Everything from the line containing "Identify every white candle" to the close of the records below should be output exactly, line by line, with no other lines given.
§
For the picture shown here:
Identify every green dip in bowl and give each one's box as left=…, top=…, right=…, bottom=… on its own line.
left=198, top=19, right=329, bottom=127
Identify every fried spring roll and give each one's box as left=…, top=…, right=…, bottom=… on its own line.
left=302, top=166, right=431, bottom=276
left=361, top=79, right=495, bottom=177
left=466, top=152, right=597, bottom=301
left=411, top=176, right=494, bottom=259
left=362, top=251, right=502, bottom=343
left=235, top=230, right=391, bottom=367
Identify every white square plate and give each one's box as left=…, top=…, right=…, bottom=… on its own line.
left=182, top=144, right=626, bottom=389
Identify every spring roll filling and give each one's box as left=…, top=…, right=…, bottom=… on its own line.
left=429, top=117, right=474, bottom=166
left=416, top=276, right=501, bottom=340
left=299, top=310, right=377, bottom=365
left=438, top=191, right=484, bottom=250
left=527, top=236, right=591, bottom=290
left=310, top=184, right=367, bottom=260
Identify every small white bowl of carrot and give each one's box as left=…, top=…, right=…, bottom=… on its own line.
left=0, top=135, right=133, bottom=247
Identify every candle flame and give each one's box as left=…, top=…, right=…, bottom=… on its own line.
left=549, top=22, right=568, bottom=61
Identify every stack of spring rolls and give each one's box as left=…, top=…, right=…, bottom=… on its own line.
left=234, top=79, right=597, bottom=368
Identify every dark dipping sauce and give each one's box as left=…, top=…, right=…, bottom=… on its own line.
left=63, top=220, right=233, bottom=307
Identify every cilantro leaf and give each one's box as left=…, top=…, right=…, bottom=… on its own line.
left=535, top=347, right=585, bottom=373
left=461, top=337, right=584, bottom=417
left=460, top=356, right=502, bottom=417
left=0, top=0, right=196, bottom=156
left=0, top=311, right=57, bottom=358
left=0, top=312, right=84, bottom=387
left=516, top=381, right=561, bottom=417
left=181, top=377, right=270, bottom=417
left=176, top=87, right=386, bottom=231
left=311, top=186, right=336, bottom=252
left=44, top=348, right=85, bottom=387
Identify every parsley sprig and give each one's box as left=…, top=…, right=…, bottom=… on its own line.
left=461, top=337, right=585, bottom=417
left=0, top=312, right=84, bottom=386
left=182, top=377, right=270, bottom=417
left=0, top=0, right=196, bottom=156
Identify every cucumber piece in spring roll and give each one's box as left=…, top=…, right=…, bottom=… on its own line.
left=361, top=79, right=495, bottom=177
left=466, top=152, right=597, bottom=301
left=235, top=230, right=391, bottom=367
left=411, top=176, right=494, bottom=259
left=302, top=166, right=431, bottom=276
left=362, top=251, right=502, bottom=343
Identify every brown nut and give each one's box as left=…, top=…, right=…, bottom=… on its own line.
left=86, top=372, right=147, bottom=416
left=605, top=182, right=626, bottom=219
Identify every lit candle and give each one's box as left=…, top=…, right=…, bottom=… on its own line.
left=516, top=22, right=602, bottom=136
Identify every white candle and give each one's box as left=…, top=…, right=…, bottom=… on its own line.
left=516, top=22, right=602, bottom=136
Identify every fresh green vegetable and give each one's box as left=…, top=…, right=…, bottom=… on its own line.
§
- ANSWER SPACE -
Identify every white candle and give each one's box as left=…, top=…, right=…, bottom=… on its own line.
left=516, top=22, right=602, bottom=136
Identify every fresh green vegetable and give each one's box as left=…, top=…, right=…, bottom=… on its own line.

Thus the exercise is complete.